Records:
════════════════════

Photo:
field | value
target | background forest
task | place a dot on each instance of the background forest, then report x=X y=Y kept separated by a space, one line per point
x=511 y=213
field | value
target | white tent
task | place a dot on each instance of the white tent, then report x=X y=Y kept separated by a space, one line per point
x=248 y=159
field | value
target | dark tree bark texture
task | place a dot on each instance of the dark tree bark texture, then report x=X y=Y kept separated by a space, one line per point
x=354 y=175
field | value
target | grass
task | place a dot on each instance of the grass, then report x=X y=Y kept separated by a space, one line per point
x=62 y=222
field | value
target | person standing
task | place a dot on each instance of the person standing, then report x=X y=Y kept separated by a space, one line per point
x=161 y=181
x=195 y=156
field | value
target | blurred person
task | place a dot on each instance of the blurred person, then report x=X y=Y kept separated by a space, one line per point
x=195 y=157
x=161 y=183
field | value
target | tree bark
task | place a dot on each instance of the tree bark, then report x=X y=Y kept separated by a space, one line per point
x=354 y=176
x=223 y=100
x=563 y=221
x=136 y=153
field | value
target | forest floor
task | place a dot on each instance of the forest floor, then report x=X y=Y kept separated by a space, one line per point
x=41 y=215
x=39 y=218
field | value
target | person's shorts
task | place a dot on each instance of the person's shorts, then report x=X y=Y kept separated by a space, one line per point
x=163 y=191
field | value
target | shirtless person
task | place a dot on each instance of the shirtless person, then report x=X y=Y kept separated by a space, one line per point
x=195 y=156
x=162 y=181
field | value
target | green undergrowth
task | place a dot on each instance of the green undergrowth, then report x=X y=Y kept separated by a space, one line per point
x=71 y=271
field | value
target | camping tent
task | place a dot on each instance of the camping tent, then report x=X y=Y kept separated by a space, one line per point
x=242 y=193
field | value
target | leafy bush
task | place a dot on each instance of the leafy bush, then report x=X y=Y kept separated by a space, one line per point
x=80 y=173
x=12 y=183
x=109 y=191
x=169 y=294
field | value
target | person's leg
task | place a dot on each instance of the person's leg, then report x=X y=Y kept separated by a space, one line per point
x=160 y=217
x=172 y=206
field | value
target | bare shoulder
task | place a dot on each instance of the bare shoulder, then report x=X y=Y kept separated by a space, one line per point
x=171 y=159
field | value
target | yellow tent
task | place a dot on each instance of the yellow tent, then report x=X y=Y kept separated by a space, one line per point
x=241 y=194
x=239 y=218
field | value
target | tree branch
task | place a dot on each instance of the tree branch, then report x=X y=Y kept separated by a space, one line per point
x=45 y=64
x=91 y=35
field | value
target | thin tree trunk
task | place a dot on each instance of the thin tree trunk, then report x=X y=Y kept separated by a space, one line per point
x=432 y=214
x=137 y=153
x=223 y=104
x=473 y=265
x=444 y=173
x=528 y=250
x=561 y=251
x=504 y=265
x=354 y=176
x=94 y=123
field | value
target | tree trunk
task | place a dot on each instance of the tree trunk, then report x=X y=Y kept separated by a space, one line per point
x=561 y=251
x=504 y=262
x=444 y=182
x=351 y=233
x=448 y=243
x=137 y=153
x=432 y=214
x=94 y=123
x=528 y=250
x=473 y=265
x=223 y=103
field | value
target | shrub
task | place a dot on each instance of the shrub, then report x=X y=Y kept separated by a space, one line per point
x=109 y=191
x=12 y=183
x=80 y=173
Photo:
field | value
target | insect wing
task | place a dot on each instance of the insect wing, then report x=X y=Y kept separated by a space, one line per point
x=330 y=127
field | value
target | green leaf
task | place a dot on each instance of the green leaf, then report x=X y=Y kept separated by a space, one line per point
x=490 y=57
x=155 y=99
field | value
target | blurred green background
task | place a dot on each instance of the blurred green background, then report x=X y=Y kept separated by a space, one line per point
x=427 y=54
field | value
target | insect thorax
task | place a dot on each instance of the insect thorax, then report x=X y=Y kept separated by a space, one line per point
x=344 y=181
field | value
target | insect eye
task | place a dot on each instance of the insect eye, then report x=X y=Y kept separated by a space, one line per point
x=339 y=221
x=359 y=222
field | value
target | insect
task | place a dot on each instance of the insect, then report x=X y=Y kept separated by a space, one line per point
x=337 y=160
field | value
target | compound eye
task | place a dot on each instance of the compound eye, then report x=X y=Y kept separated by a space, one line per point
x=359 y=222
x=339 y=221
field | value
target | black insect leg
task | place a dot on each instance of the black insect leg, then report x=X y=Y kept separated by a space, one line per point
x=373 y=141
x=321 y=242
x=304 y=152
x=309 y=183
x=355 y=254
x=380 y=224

════════════════════

Your goal>
Set down the lines of the records above without any changes, starting at the first line and ending at the line that contains "x=248 y=159".

Worked answer>
Photo:
field | value
target | background forest
task | place a dot on each instance of the background forest, then report x=X y=Y kept separated by a space, one line per point
x=511 y=213
field | value
target | white tent
task | place a dot on each instance of the white tent, then report x=X y=Y kept separated by a space, one line per point
x=248 y=159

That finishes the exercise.